── Available records ──

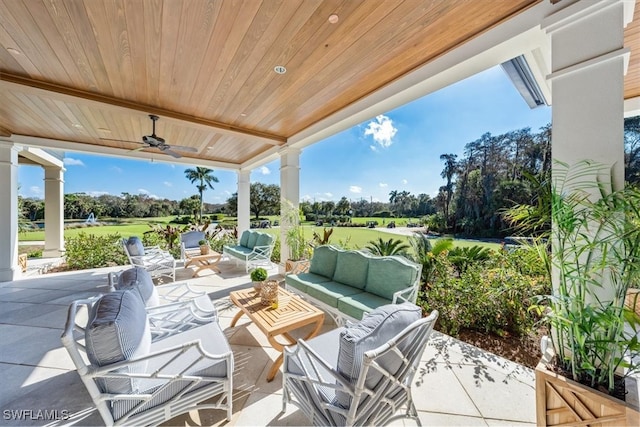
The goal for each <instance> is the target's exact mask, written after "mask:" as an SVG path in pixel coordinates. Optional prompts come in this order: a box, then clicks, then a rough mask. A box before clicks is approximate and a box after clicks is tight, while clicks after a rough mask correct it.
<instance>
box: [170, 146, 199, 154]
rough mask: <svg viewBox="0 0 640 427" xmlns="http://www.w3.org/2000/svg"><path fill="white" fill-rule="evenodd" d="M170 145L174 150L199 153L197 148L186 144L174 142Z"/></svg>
mask: <svg viewBox="0 0 640 427" xmlns="http://www.w3.org/2000/svg"><path fill="white" fill-rule="evenodd" d="M169 147H171V149H173V150H180V151H188V152H190V153H197V152H198V149H197V148H193V147H187V146H184V145H173V144H171V145H170V146H169Z"/></svg>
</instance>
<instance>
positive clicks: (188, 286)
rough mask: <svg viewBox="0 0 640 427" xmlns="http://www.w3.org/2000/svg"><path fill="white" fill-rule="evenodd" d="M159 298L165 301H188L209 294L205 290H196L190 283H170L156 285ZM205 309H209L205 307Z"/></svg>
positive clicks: (170, 301)
mask: <svg viewBox="0 0 640 427" xmlns="http://www.w3.org/2000/svg"><path fill="white" fill-rule="evenodd" d="M156 290H158V298H159V299H160V300H161V301H162V302H163V303H164V304H168V303H172V302H180V301H188V300H192V299H194V298H198V297H201V296H205V295H207V293H206V292H205V291H196V290H195V289H193V288H192V287H191V286H189V284H188V283H168V284H166V285H161V286H156ZM203 310H204V311H207V310H205V309H203Z"/></svg>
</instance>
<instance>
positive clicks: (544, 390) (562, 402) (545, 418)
mask: <svg viewBox="0 0 640 427" xmlns="http://www.w3.org/2000/svg"><path fill="white" fill-rule="evenodd" d="M551 357H552V353H551V352H549V351H548V352H547V353H545V356H544V357H543V358H542V360H541V361H540V363H538V366H537V367H536V424H537V425H538V426H560V425H572V426H587V425H588V426H592V427H605V426H607V427H608V426H611V427H613V426H638V425H640V413H639V412H638V408H637V406H635V407H632V405H634V404H635V405H637V401H634V402H631V401H630V402H624V401H622V400H619V399H616V398H613V397H611V396H609V395H608V394H605V393H601V392H599V391H597V390H595V389H592V388H590V387H587V386H584V385H582V384H580V383H577V382H575V381H572V380H570V379H567V378H565V377H563V376H562V375H559V374H556V373H555V372H551V371H549V370H547V368H546V365H547V364H548V361H549V360H551ZM629 383H631V384H629ZM630 387H632V388H635V381H634V380H631V381H627V388H628V389H629V388H630ZM628 392H630V396H632V395H633V394H634V392H635V396H636V399H637V391H636V390H633V391H630V390H628ZM629 400H632V399H629Z"/></svg>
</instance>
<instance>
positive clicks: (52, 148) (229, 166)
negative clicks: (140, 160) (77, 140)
mask: <svg viewBox="0 0 640 427" xmlns="http://www.w3.org/2000/svg"><path fill="white" fill-rule="evenodd" d="M4 140H6V141H10V142H13V143H15V144H20V145H28V146H31V147H40V148H43V149H52V150H62V151H71V152H77V153H86V154H99V155H105V156H113V157H120V158H124V159H136V160H149V161H152V162H159V163H169V164H179V165H184V166H190V167H191V166H202V167H208V168H215V169H223V170H232V171H237V170H238V169H239V166H238V165H236V164H233V163H227V162H219V161H211V160H203V159H197V158H192V157H181V158H179V159H176V158H174V157H171V156H169V155H167V154H161V153H153V152H142V151H131V150H128V149H120V148H111V147H104V146H99V145H91V144H86V143H78V142H69V141H61V140H57V139H49V138H38V137H34V136H28V135H12V136H11V138H10V139H4Z"/></svg>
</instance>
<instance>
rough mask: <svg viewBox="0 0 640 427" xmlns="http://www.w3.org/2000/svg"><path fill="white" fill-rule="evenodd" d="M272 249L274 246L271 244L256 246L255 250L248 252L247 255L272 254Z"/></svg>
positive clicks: (264, 254)
mask: <svg viewBox="0 0 640 427" xmlns="http://www.w3.org/2000/svg"><path fill="white" fill-rule="evenodd" d="M271 249H272V247H271V246H270V245H265V246H254V247H253V250H252V251H251V253H249V254H247V257H248V258H249V257H251V255H258V256H263V257H265V256H267V257H268V256H270V255H271Z"/></svg>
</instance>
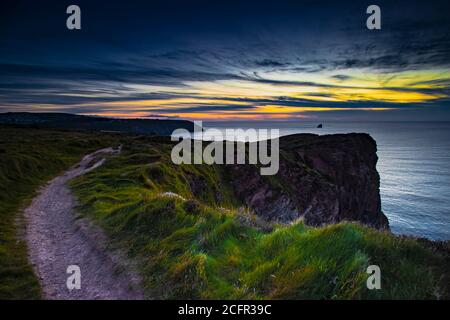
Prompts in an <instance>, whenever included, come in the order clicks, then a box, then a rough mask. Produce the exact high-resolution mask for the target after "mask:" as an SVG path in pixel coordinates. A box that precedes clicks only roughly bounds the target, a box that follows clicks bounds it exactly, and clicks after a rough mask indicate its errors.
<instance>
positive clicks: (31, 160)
mask: <svg viewBox="0 0 450 320" xmlns="http://www.w3.org/2000/svg"><path fill="white" fill-rule="evenodd" d="M114 143H115V144H117V139H116V138H115V137H114V136H113V135H104V134H93V133H87V132H85V133H80V132H68V131H67V132H64V131H52V130H40V129H34V128H26V129H24V128H15V127H8V126H0V299H36V298H40V295H41V292H40V287H39V283H38V281H37V278H36V276H35V275H34V273H33V270H32V268H31V266H30V264H29V263H28V260H27V251H26V250H27V249H26V244H25V242H24V241H23V236H22V235H21V233H22V230H21V220H22V219H21V218H22V216H21V214H20V210H21V209H22V208H24V206H25V205H26V204H27V203H29V201H30V200H31V198H32V197H33V196H34V195H35V194H36V191H37V189H38V188H39V187H40V186H42V185H43V184H45V183H46V182H47V181H48V180H49V179H51V178H52V177H54V176H56V175H58V174H59V173H61V172H62V171H64V170H66V169H68V168H69V167H70V166H71V165H73V164H75V163H76V162H78V161H79V160H80V158H81V157H82V156H83V155H84V154H86V153H88V152H91V151H93V150H96V149H99V148H101V147H105V146H110V145H112V144H114Z"/></svg>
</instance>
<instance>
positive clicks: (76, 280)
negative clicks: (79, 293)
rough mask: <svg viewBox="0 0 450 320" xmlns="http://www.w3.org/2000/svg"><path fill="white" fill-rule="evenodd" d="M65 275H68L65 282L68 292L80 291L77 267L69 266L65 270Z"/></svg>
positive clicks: (80, 276)
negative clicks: (65, 282)
mask: <svg viewBox="0 0 450 320" xmlns="http://www.w3.org/2000/svg"><path fill="white" fill-rule="evenodd" d="M66 273H67V274H70V276H69V277H67V280H66V287H67V289H69V290H70V291H72V290H74V289H76V290H80V289H81V269H80V267H79V266H77V265H70V266H68V267H67V269H66Z"/></svg>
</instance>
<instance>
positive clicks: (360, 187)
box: [227, 134, 389, 229]
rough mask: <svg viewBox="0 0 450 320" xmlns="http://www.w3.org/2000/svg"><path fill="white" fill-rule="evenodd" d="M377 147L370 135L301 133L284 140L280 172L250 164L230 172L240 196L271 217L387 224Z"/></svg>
mask: <svg viewBox="0 0 450 320" xmlns="http://www.w3.org/2000/svg"><path fill="white" fill-rule="evenodd" d="M376 151H377V147H376V142H375V140H373V139H372V138H371V137H370V136H369V135H367V134H343V135H325V136H318V135H313V134H298V135H292V136H287V137H282V138H281V139H280V169H279V171H278V173H277V174H276V175H274V176H261V175H260V174H259V170H258V169H257V168H256V167H254V166H249V165H232V166H230V167H229V170H227V171H228V172H229V175H230V178H231V179H230V181H231V183H232V185H233V189H234V191H235V194H236V196H237V197H238V198H239V199H240V200H241V201H242V202H243V203H245V204H246V205H248V206H249V207H250V208H251V209H252V210H253V211H254V212H255V213H256V214H257V215H258V216H261V217H264V218H265V219H267V220H272V221H273V220H275V221H279V222H284V223H286V222H290V221H294V220H297V219H303V220H304V222H305V223H306V224H308V225H313V226H319V225H323V224H329V223H337V222H339V221H342V220H347V221H359V222H361V223H363V224H365V225H368V226H371V227H374V228H377V229H388V228H389V222H388V219H387V218H386V216H385V215H384V214H383V213H382V212H381V201H380V193H379V187H380V178H379V175H378V172H377V170H376V163H377V160H378V157H377V154H376Z"/></svg>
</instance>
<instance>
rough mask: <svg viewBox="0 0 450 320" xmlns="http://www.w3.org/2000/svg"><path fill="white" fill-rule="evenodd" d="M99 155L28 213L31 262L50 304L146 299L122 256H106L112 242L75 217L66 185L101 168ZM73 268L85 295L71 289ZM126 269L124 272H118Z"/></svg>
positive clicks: (108, 255) (94, 227)
mask: <svg viewBox="0 0 450 320" xmlns="http://www.w3.org/2000/svg"><path fill="white" fill-rule="evenodd" d="M116 152H120V148H119V149H118V150H113V149H112V148H106V149H102V150H99V151H97V152H95V153H93V154H90V155H88V156H86V157H84V158H83V160H82V161H81V162H80V163H79V164H78V165H77V166H75V167H73V168H72V169H70V170H69V171H67V172H66V173H65V174H64V175H62V176H59V177H57V178H55V179H53V180H52V181H51V182H50V183H49V184H48V185H47V186H46V187H45V188H43V189H42V191H41V192H40V194H39V195H38V196H37V197H36V198H34V200H33V202H32V203H31V205H30V206H29V207H28V208H27V209H26V210H25V219H26V222H27V226H26V240H27V243H28V251H29V258H30V260H31V263H32V264H33V267H34V269H35V272H36V274H37V275H38V277H39V280H40V283H41V286H42V289H43V294H44V298H45V299H89V300H90V299H122V300H124V299H143V298H144V296H143V294H142V291H141V290H140V289H137V288H139V282H140V281H139V279H138V277H137V276H136V273H135V272H132V271H130V270H126V271H124V270H123V269H124V268H126V267H124V266H123V265H120V263H121V262H122V261H125V260H124V259H123V258H122V257H121V255H120V253H117V252H115V253H114V254H113V253H111V252H110V251H108V250H105V246H106V244H107V240H106V238H105V236H104V235H103V233H102V232H101V231H100V230H98V228H95V227H93V226H92V225H91V224H90V223H89V222H88V221H87V220H86V219H80V218H78V217H77V216H76V214H75V211H74V207H75V205H76V200H75V198H74V196H73V195H72V194H71V191H70V189H69V187H68V186H67V182H68V181H69V180H70V179H73V178H75V177H77V176H79V175H82V174H85V173H87V172H89V171H91V170H94V169H95V168H97V167H99V166H101V165H102V164H103V162H104V161H105V159H104V158H103V159H100V157H101V156H102V155H105V154H112V153H116ZM70 265H77V266H79V267H80V271H81V289H72V290H69V289H68V288H67V285H66V282H67V279H68V277H69V276H70V275H71V274H68V273H67V268H68V266H70ZM117 269H121V270H122V272H117Z"/></svg>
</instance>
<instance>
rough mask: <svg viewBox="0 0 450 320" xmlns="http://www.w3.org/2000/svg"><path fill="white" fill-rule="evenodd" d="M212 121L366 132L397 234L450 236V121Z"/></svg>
mask: <svg viewBox="0 0 450 320" xmlns="http://www.w3.org/2000/svg"><path fill="white" fill-rule="evenodd" d="M318 124H319V123H317V122H315V123H313V122H299V123H295V122H291V121H289V122H258V123H255V122H209V123H204V124H203V127H204V128H205V129H207V128H217V129H219V130H221V131H222V132H223V130H224V129H225V128H243V129H245V128H269V129H273V128H277V129H279V130H280V135H281V136H283V135H289V134H295V133H314V134H319V135H324V134H334V133H352V132H363V133H368V134H370V135H371V136H372V137H373V138H374V139H375V140H376V142H377V148H378V151H377V154H378V158H379V160H378V164H377V170H378V172H379V174H380V179H381V181H380V194H381V202H382V210H383V212H384V213H385V214H386V216H387V217H388V219H389V223H390V227H391V231H392V232H393V233H395V234H402V235H410V236H417V237H425V238H429V239H432V240H449V239H450V122H324V123H322V128H317V127H318Z"/></svg>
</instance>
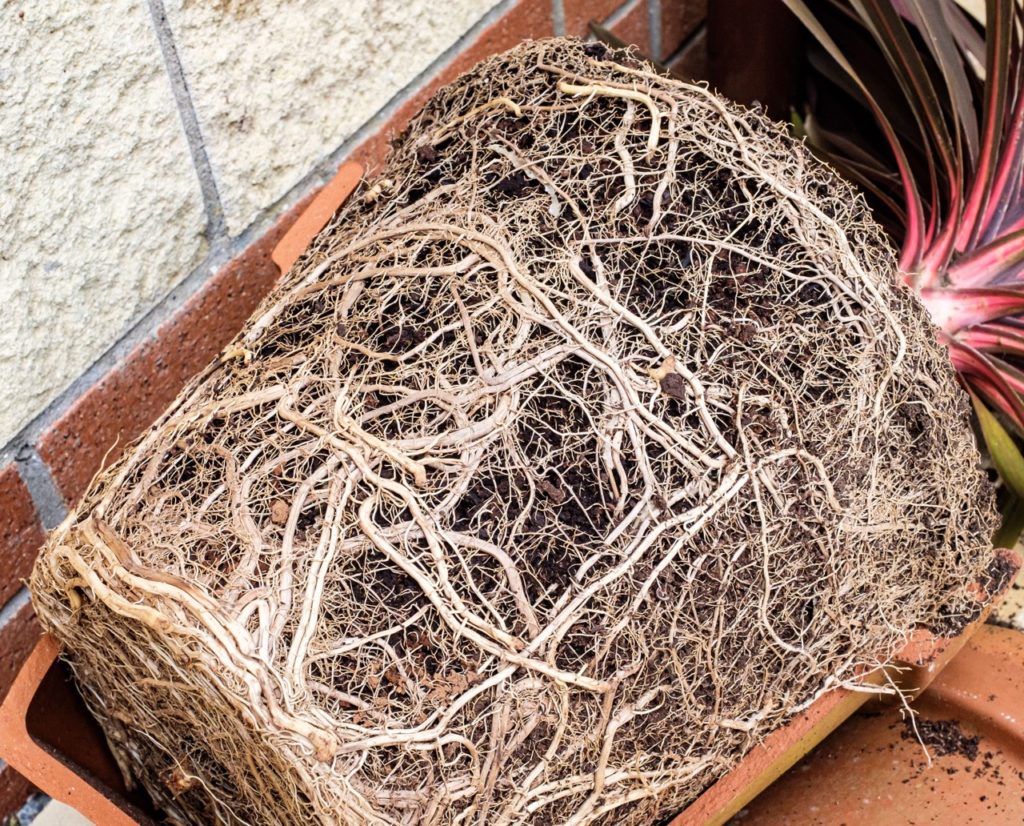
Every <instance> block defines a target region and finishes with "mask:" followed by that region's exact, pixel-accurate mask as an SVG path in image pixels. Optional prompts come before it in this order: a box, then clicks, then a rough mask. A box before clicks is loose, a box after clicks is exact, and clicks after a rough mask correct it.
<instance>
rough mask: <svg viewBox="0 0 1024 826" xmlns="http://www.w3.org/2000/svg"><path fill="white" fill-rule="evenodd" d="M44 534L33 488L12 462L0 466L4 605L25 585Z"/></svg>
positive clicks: (0, 561) (3, 593) (3, 599)
mask: <svg viewBox="0 0 1024 826" xmlns="http://www.w3.org/2000/svg"><path fill="white" fill-rule="evenodd" d="M44 538H45V536H44V535H43V528H42V525H40V524H39V516H38V515H37V514H36V507H35V505H33V504H32V496H30V495H29V488H28V487H26V486H25V482H24V481H22V476H20V474H19V473H18V472H17V467H16V466H15V465H14V464H13V463H11V464H9V465H7V466H6V467H4V468H3V469H2V470H0V571H2V572H3V574H2V576H0V608H2V607H3V606H4V605H6V604H7V601H8V600H9V599H10V598H11V597H13V596H14V595H15V594H16V593H17V592H18V590H19V589H20V588H22V579H24V578H25V577H27V576H28V575H29V573H30V572H31V571H32V563H33V562H35V561H36V554H38V553H39V549H40V547H41V546H42V544H43V539H44Z"/></svg>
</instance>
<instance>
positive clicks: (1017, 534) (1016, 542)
mask: <svg viewBox="0 0 1024 826" xmlns="http://www.w3.org/2000/svg"><path fill="white" fill-rule="evenodd" d="M999 513H1000V514H1001V515H1002V524H1000V525H999V527H998V528H997V529H996V531H995V534H994V535H993V536H992V545H993V546H994V547H995V548H1013V547H1014V546H1015V545H1017V540H1018V539H1019V538H1020V535H1021V531H1022V530H1024V499H1021V498H1018V497H1017V496H1008V497H1007V502H1006V503H1005V504H1004V506H1002V507H1001V508H1000V509H999Z"/></svg>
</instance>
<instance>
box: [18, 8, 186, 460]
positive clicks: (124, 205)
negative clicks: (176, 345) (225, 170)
mask: <svg viewBox="0 0 1024 826" xmlns="http://www.w3.org/2000/svg"><path fill="white" fill-rule="evenodd" d="M0 181H2V182H3V183H2V186H0V226H2V227H3V234H2V238H0V308H2V312H3V316H4V320H3V323H0V387H2V388H3V392H2V393H0V444H3V443H5V442H6V441H7V440H8V439H9V438H10V437H12V436H13V435H14V434H15V433H16V432H17V431H18V430H19V429H20V428H22V426H24V425H25V424H26V423H27V422H29V421H30V420H31V419H32V418H33V417H34V416H35V415H36V414H37V412H38V411H39V410H41V409H42V408H43V407H45V406H46V404H47V403H48V402H49V401H50V400H51V399H53V398H54V397H55V396H56V395H57V394H58V393H59V392H60V391H61V390H62V389H63V388H65V387H67V386H68V384H70V383H71V382H72V381H73V380H74V379H75V378H77V377H78V376H79V375H80V374H81V373H82V372H83V371H84V369H85V368H86V367H88V366H89V364H91V363H92V362H93V361H94V360H95V359H96V358H97V357H98V356H99V355H100V354H101V353H103V352H104V351H105V350H106V349H108V348H109V347H110V346H111V344H113V343H114V342H115V341H116V340H117V339H118V338H119V337H120V336H121V335H122V334H123V333H124V332H125V329H126V328H127V327H128V325H130V323H131V322H132V321H133V320H134V319H135V318H137V317H138V316H139V315H140V314H142V313H144V312H145V311H146V310H147V309H148V308H150V307H151V306H152V305H153V303H154V302H156V301H157V300H159V299H160V297H161V296H162V295H164V294H165V293H166V292H167V290H169V289H170V288H171V287H172V286H173V285H174V284H175V282H176V281H177V280H178V279H179V278H180V277H181V276H182V274H183V273H185V272H187V271H188V270H189V269H191V268H193V267H194V266H196V265H197V264H198V263H199V262H200V261H201V260H202V257H203V254H204V253H205V251H206V241H205V238H204V237H203V228H204V224H205V218H204V215H203V202H202V198H201V194H200V187H199V182H198V180H197V177H196V172H195V170H194V168H193V165H191V160H190V156H189V153H188V145H187V143H186V142H185V138H184V134H183V132H182V130H181V123H180V120H179V118H178V112H177V107H176V105H175V102H174V98H173V96H172V94H171V87H170V85H169V83H168V80H167V78H166V76H165V72H164V62H163V58H162V57H161V53H160V48H159V44H158V42H157V38H156V35H155V33H154V31H153V24H152V20H151V17H150V13H148V11H147V9H146V7H145V6H144V5H143V4H142V3H139V2H137V1H136V0H109V1H108V2H103V3H98V2H91V0H86V1H85V2H82V1H81V0H72V2H51V3H2V4H0Z"/></svg>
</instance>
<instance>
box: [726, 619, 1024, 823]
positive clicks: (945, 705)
mask: <svg viewBox="0 0 1024 826" xmlns="http://www.w3.org/2000/svg"><path fill="white" fill-rule="evenodd" d="M1022 708H1024V634H1022V633H1021V632H1019V631H1014V629H1011V628H1000V627H996V626H994V625H985V626H984V627H981V628H979V629H978V633H977V634H975V635H974V636H973V637H972V638H971V640H970V641H969V642H968V644H967V645H966V646H965V647H964V650H963V651H962V652H961V653H959V654H957V655H956V658H955V659H954V660H953V661H952V662H950V663H949V665H948V666H947V667H946V668H944V669H943V671H942V673H941V675H939V676H938V677H937V678H936V680H935V682H934V683H932V685H931V687H930V688H929V689H928V691H927V692H925V694H924V695H922V697H921V699H920V700H918V701H916V702H915V703H914V704H913V709H914V711H915V712H916V716H915V722H914V727H915V728H916V729H918V732H919V733H920V734H921V735H922V738H923V740H924V742H925V744H926V745H927V746H928V748H929V755H926V754H925V751H924V749H923V748H922V746H921V743H920V742H919V741H918V739H916V738H915V737H914V735H913V729H912V728H911V727H910V725H909V721H907V720H905V719H904V715H903V714H902V713H901V711H902V709H900V708H899V707H898V706H889V707H879V706H876V705H874V704H873V703H872V704H871V705H870V706H865V712H864V713H858V714H855V715H854V716H853V718H852V719H851V720H850V721H848V722H847V723H846V724H845V725H844V726H843V727H842V728H840V729H839V730H838V731H836V732H834V733H833V734H831V735H829V737H828V738H827V739H826V740H824V741H823V742H822V743H821V744H820V745H819V746H817V747H816V748H815V749H814V751H813V752H811V753H810V754H808V755H807V757H806V758H805V759H804V760H802V762H801V763H800V766H799V769H794V771H792V772H788V773H787V774H786V775H785V776H784V777H782V778H780V779H779V781H778V782H777V783H775V784H773V785H772V786H771V788H769V789H767V790H766V791H765V793H764V794H761V795H760V796H758V797H757V798H756V799H755V800H754V801H753V802H752V803H751V805H750V807H749V808H748V809H746V811H745V812H743V813H742V814H743V817H742V820H741V823H742V824H743V826H774V824H777V823H785V824H788V826H813V824H820V823H845V824H846V826H878V824H880V823H918V824H949V823H963V824H969V823H992V824H995V823H1024V796H1022V791H1024V783H1022V780H1024V718H1022V716H1021V709H1022Z"/></svg>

───

# [What the exercise asks]
Look through the entries above. Extract each line with the word "pixel".

# [Final answer]
The goal for each <instance> is the target's exact mask, written after "mask:" as an SVG path in pixel coordinates. Optional prompts come in this order: a box, then clicks, then a rough mask. A box before clicks is approximate and a box after clicks is tight, while clicks after a rough mask correct it.
Prompts in an <instance>, whenever included, come in the order clicks, then a box, then a rough mask. Produce the exact high-resolution mask for the target after "mask:" as an SVG path in pixel coordinates. A box that precedes clicks only roughly bounds the target, a box that follows clicks bounds it exactly, and clicks after a rough mask indicate its errors.
Every <instance> block defines a target region and finishes with "mask:" followed by that region's exact, pixel-accurate mask as an SVG path in image pixels. Optional prompts come before it in this order: a box, then clicks, then a rough mask. A box before clicks is loose, a box after clicks is exact, and clicks after a rough mask correct it.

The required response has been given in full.